本文:
◆ ◆ ◆ ◆
日本の学校の先生の口癖は「ダメ」で、秩序を乱す子供に対しては「そんなことをしてはダメ」と注意する。それに対して、インターでは、人と違うことをすること自体に価値があり、先生はともかく子供を褒める。

こうした教師の姿勢は、実は、いじめにもつながっている。日本の子供たちは、ともかく「違う者」を排除しようとする。これを集団でやるのが、いじめだ。

しかし、人種も民族も国籍も違う子供がいるインターでは、全員が人とは違うのだ。つまり、「違う者」と仲良くするしかないことになる。もちろん、インターでもいじめはあるが、それは日本的な陰湿ないじめとは違っている。

とはいえ、学校とは第一に勉強をするところ。だから、インターを国際教育をする学校と捉えるより、欧米圏の大学への進学校と捉えるべきだと、私は思う。

「英語教育の是非論」に意味はない

ところで、「国際人」「グローバル人材」などと言っても、それが何を指しているのかわからないと、そういう人間にはなれない。これまで日本で行われてきた、この種の議論が的外れなのは、この点があいまいだからだ。

第一に、国際人などという人間はいない。単に英語を話せれば国際人になれるわけではない。日本人だろうと、アメリカ人だろうと、自分を育んでくれた国の伝統・文化を身に付けていなければ、「国際人」「グローバル人材」にはなれないのだ。
◆ ◆ ◆ ◆
位置特定の記録:
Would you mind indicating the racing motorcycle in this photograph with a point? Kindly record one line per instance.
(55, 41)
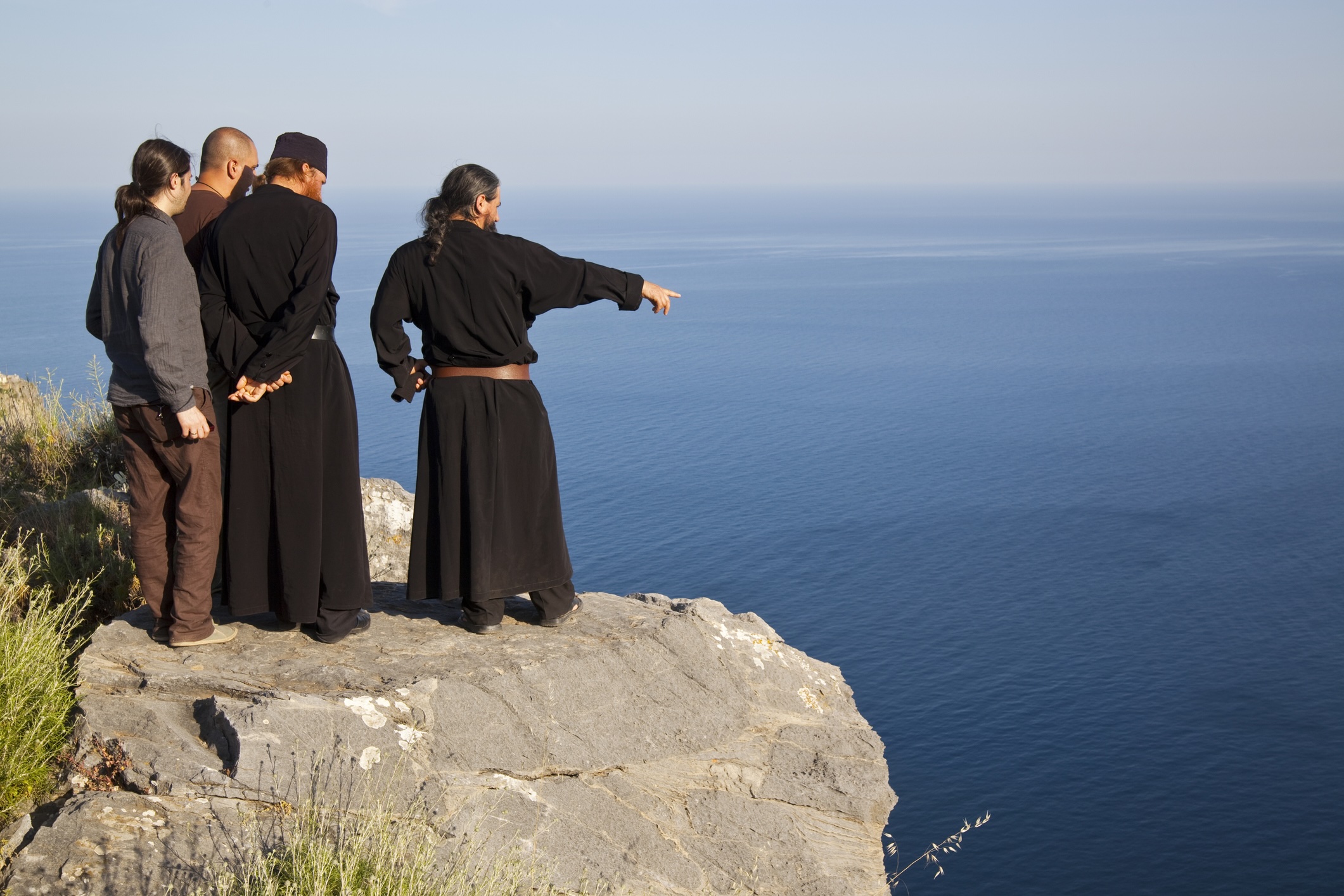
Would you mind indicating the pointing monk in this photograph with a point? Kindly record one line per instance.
(487, 497)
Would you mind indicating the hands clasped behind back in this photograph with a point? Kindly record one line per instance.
(252, 391)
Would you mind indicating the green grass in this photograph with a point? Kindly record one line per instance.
(53, 445)
(323, 850)
(38, 640)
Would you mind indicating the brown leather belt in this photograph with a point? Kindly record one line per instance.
(507, 373)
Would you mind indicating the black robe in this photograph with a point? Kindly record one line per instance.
(293, 513)
(487, 497)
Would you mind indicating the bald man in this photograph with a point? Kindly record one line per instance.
(227, 170)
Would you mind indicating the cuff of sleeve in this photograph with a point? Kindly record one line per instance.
(634, 293)
(405, 390)
(179, 406)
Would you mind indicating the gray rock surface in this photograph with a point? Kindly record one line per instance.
(660, 746)
(387, 528)
(19, 400)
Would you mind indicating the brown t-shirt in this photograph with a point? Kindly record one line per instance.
(203, 207)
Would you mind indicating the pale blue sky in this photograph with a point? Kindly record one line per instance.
(690, 93)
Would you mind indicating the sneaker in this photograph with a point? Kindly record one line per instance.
(561, 620)
(222, 634)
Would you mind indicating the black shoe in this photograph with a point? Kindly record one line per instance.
(362, 622)
(561, 620)
(277, 625)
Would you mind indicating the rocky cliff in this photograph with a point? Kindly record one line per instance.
(659, 746)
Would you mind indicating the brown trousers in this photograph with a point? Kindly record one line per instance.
(175, 513)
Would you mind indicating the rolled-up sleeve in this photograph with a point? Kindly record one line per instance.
(392, 309)
(553, 281)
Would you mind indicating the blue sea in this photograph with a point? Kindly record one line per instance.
(1057, 477)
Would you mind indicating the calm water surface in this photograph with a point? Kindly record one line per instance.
(1057, 480)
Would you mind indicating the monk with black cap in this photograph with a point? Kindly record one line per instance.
(293, 513)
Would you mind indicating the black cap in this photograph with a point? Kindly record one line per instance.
(302, 147)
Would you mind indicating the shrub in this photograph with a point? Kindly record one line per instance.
◆ ◆ ◆ ◆
取り組む課題:
上の本文から、「とはいえ、学校とは第一に勉強」を含む語句で始まり「バル人材」にはなれないのだ。」で終わる部分を一字も変えずに書き写してください。

解答例:
とはいえ、学校とは第一に勉強をするところ。だから、インターを国際教育をする学校と捉えるより、欧米圏の大学への進学校と捉えるべきだと、私は思う。

「英語教育の是非論」に意味はない

ところで、「国際人」「グローバル人材」などと言っても、それが何を指しているのかわからないと、そういう人間にはなれない。これまで日本で行われてきた、この種の議論が的外れなのは、この点があいまいだからだ。

第一に、国際人などという人間はいない。単に英語を話せれば国際人になれるわけではない。日本人だろうと、アメリカ人だろうと、自分を育んでくれた国の伝統・文化を身に付けていなければ、「国際人」「グローバル人材」にはなれないのだ。